-- Record excerpts --

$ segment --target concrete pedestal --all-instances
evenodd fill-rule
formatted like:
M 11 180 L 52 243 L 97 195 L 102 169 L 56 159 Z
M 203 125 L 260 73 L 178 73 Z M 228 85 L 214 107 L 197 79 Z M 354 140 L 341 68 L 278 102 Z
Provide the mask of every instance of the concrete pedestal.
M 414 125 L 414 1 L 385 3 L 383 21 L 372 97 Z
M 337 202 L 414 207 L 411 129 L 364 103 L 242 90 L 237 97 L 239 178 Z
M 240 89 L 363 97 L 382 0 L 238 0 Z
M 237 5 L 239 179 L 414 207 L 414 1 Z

-- Work task --
Could you set down, word for word, only the lines above from the line with "M 11 180 L 52" to the line with "M 203 125 L", including both?

-- Finished exercise --
M 11 180 L 52 243 L 97 195 L 102 169 L 56 159 Z
M 203 125 L 260 73 L 178 73 Z M 228 85 L 214 107 L 197 79 Z M 354 140 L 341 68 L 278 102 Z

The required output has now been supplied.